### Exercise
Copy the lines below verbatim, but only from the line containing "on the snow" through the end of the data.

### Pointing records

BEGIN

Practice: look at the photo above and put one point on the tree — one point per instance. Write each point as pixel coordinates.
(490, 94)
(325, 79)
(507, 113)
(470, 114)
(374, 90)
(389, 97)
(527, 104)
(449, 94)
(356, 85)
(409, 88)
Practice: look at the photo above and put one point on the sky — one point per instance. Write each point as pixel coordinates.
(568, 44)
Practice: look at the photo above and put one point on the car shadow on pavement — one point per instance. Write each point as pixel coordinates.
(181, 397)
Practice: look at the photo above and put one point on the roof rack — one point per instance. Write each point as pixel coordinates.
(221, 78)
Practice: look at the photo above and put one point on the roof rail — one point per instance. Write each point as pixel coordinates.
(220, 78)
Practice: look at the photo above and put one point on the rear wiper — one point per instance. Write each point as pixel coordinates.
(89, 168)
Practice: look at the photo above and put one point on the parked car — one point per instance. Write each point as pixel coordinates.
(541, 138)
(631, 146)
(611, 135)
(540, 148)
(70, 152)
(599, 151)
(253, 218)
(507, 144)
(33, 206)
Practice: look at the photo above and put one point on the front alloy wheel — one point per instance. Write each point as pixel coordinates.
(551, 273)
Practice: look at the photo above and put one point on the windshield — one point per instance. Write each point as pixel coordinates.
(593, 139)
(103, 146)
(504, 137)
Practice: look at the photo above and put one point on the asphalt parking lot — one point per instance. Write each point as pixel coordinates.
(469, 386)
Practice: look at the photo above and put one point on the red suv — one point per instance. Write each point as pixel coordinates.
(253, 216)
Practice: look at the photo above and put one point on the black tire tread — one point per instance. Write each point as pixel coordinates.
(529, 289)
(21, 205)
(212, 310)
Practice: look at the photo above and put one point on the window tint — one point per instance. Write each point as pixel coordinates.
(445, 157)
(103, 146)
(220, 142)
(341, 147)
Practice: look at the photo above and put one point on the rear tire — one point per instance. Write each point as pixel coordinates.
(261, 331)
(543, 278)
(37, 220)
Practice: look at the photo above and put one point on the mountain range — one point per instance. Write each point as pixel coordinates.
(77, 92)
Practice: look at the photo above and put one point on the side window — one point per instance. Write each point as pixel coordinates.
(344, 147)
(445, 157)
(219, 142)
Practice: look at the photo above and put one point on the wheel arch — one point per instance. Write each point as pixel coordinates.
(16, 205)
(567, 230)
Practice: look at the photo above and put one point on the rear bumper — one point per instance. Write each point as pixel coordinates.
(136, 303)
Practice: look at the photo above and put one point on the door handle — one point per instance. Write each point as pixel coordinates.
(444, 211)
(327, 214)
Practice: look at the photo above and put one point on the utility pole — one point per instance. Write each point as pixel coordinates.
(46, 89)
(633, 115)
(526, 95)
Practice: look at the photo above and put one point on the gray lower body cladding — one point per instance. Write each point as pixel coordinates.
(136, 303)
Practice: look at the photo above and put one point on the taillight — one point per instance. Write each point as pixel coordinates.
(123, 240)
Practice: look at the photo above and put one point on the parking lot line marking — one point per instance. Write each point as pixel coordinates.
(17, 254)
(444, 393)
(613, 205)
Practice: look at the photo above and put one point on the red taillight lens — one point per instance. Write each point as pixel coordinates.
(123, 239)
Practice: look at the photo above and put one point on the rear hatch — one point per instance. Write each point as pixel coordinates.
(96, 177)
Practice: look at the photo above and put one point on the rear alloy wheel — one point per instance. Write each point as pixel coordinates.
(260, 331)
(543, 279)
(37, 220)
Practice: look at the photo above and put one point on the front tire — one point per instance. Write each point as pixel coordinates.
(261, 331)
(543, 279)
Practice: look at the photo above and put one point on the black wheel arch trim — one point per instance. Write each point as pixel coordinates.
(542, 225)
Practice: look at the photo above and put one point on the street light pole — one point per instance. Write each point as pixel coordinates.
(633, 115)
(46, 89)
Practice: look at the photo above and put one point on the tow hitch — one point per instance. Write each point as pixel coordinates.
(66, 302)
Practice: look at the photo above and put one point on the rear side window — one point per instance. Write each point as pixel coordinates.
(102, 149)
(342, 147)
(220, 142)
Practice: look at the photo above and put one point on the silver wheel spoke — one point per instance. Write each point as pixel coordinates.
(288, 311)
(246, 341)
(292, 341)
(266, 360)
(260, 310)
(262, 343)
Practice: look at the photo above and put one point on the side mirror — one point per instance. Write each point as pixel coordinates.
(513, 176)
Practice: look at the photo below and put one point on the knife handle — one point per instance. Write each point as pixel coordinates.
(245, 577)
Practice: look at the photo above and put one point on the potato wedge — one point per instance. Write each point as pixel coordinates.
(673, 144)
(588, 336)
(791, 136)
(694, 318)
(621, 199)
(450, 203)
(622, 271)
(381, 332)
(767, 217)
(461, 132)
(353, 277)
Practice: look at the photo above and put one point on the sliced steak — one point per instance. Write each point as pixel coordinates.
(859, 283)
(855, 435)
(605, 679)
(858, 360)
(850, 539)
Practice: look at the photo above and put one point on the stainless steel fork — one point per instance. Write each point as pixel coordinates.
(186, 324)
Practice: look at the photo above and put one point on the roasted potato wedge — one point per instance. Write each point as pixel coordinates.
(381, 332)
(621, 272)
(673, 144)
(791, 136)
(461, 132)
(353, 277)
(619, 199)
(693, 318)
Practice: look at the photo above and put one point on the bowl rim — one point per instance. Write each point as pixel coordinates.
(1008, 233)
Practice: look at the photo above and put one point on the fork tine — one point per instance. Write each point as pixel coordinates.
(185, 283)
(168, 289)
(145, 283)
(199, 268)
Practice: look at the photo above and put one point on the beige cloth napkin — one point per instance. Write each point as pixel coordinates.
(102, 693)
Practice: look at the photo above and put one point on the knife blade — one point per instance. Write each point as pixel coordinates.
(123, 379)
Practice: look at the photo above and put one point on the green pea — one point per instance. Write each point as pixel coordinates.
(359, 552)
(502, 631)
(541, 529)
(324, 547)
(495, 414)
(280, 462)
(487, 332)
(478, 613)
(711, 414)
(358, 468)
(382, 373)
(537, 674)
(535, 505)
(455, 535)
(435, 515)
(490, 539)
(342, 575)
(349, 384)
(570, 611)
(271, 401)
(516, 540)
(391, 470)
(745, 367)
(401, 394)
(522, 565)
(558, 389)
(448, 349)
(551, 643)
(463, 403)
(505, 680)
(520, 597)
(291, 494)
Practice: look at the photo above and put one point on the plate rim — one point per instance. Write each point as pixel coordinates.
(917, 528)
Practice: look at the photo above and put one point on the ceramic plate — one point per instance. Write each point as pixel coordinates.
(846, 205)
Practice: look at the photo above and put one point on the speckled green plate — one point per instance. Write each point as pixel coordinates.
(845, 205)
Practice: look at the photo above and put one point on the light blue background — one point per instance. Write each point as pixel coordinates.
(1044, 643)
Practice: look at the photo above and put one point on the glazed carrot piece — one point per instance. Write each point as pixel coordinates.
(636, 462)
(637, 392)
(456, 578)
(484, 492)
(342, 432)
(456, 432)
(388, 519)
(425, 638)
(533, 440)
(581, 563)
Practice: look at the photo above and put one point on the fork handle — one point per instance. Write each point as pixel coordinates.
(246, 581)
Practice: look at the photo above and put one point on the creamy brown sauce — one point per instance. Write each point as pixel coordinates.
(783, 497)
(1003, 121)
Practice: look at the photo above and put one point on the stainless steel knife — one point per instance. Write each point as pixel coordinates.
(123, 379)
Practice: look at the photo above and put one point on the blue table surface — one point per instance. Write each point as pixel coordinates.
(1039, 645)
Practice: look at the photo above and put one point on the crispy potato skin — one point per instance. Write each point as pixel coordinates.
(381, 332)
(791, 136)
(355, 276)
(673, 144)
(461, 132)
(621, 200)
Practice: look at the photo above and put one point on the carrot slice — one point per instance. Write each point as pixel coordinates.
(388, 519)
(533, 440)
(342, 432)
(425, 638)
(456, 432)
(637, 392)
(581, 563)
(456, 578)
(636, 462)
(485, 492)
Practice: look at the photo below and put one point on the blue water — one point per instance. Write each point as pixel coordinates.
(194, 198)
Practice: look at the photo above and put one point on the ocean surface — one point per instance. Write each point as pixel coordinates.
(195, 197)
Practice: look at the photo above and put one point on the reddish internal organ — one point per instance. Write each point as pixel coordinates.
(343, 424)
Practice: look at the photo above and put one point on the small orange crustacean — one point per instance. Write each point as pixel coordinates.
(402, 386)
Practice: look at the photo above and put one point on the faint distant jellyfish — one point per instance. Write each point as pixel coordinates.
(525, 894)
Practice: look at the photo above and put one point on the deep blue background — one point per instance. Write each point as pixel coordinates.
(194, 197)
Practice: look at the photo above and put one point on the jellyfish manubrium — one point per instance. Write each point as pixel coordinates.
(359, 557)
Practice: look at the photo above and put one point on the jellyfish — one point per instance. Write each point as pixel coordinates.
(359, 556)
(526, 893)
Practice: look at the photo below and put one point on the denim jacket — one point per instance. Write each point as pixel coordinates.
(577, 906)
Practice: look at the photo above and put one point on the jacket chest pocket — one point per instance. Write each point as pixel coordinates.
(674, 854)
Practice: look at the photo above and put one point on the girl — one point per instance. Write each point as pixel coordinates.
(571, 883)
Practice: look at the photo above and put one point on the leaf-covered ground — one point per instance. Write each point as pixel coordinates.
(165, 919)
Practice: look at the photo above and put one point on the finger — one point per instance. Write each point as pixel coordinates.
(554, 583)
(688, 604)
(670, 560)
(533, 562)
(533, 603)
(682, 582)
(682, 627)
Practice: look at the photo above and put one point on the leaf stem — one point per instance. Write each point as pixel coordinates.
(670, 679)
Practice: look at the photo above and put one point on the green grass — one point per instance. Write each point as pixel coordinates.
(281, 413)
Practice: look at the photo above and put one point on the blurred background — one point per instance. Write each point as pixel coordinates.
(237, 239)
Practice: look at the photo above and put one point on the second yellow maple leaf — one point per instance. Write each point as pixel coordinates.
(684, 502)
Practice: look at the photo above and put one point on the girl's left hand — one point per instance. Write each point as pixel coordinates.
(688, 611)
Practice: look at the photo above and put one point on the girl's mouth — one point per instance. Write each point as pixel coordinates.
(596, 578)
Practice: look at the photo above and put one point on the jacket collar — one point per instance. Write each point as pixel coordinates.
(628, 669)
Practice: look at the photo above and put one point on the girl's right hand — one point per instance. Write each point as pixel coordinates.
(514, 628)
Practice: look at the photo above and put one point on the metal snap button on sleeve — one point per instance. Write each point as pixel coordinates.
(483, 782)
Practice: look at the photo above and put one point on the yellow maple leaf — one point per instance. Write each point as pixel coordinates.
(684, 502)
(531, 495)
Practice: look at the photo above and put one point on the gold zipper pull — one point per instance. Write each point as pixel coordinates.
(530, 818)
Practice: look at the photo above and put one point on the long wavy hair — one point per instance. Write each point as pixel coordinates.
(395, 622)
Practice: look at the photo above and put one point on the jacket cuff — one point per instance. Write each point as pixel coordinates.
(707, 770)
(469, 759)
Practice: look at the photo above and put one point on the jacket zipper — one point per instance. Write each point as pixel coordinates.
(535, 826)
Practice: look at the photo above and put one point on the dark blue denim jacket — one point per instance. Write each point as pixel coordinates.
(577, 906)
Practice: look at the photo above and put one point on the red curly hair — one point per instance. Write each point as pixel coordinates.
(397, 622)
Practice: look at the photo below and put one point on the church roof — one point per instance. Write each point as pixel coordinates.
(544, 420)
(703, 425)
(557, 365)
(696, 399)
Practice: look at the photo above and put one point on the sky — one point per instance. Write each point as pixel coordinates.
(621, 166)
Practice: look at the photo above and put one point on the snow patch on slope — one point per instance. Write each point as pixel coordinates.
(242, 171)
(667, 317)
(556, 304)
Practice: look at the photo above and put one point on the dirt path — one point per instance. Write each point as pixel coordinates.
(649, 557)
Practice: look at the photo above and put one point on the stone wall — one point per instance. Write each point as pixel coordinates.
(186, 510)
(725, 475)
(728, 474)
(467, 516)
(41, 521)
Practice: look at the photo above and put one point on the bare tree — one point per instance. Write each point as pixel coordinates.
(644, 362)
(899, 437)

END

### Correct answer
Practice: look at the photo above and put one point on the snow patch on slope — one point per instance. Write each point as pixel coordinates.
(242, 171)
(667, 317)
(556, 304)
Practice: look at the photo above and put one point on the dirt path — one point per instance. Write each point as pixel coordinates.
(649, 557)
Practice: look at the photo above and put one point on the stone wall — one point per instance. Write each point as pixel coordinates.
(186, 510)
(725, 475)
(728, 474)
(467, 516)
(41, 521)
Practice: look at the photo above and put one point on the bare tree — one point per instance. Write each point as pixel coordinates.
(644, 362)
(899, 437)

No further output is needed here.